Data in this exercise:
- - - - - - -

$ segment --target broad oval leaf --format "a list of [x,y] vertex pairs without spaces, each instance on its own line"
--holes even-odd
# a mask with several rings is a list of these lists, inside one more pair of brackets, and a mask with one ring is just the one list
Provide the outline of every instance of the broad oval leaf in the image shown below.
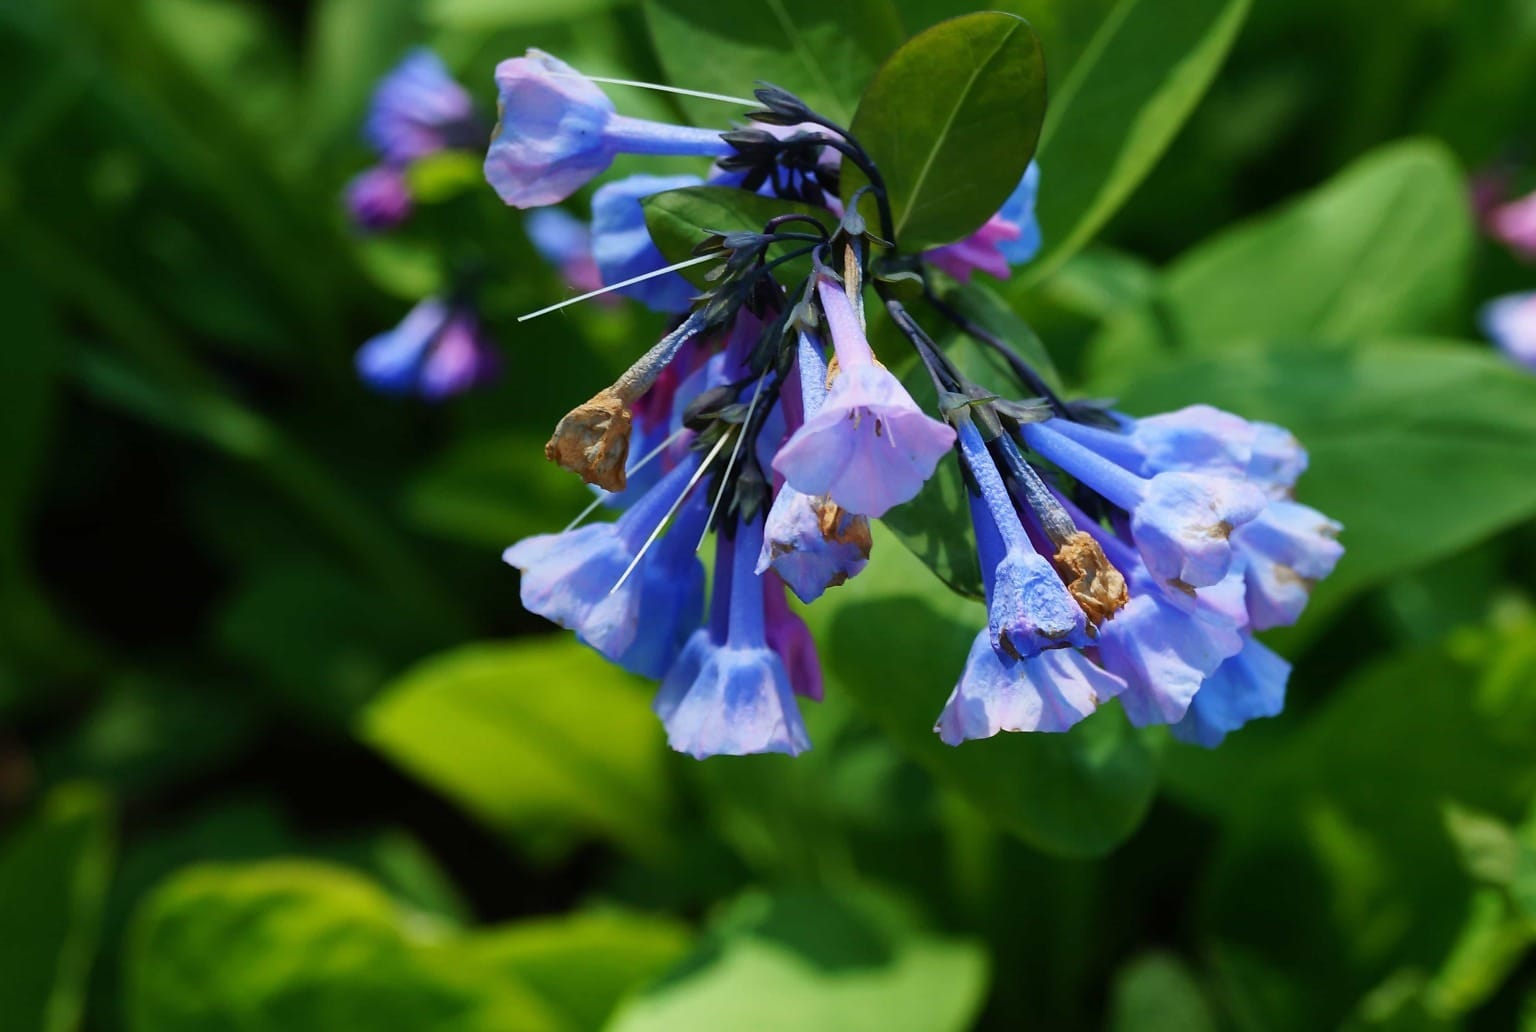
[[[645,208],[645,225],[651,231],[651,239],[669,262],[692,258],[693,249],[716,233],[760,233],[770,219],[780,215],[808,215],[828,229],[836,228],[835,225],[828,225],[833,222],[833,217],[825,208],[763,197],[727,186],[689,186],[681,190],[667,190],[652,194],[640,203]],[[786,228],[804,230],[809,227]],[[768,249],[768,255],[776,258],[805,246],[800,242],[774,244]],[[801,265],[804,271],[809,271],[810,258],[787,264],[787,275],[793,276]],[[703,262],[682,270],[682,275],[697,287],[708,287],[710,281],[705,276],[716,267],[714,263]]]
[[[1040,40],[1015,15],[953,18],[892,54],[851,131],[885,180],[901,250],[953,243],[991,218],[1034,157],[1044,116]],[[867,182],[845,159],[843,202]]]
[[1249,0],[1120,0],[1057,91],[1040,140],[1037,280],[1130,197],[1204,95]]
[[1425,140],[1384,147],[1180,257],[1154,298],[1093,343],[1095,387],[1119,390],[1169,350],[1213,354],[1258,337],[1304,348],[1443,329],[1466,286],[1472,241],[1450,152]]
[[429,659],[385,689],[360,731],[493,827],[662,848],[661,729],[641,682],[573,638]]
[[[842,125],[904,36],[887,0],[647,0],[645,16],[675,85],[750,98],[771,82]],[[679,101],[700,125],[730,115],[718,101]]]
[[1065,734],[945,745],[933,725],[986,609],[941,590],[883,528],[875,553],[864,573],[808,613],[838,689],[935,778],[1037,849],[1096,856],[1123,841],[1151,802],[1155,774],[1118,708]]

- - - - - - -

Prompt: When a line in the records above contains the word "list", copy it.

Task answer:
$ segment --target broad oval leaf --format "a list of [x,y] vertex pairs without spaces, each instance on its own line"
# a mask with several rings is a list of these lists, inside one more pair of brackets, and a mask with one ring is just the one list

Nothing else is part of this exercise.